* **Problem statement**: In the records below, substitute "cut log face" for "log end grain" everywhere it appears and reproduce the lines with no other change. Leave the pictures out of the answer.

----

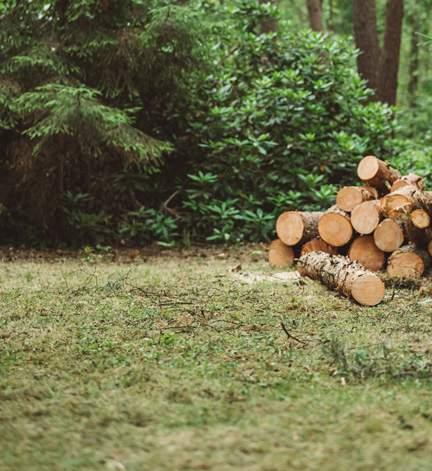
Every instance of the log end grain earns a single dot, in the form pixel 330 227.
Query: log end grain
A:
pixel 318 245
pixel 420 218
pixel 280 255
pixel 290 227
pixel 368 168
pixel 405 265
pixel 335 229
pixel 364 251
pixel 368 290
pixel 366 217
pixel 389 235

----

* **Finished task**:
Every instance of the cut log face earns a single dot, in the form pixel 330 227.
Query: cut log face
A:
pixel 318 245
pixel 420 218
pixel 280 255
pixel 290 227
pixel 368 168
pixel 405 265
pixel 335 229
pixel 364 251
pixel 368 290
pixel 366 217
pixel 389 235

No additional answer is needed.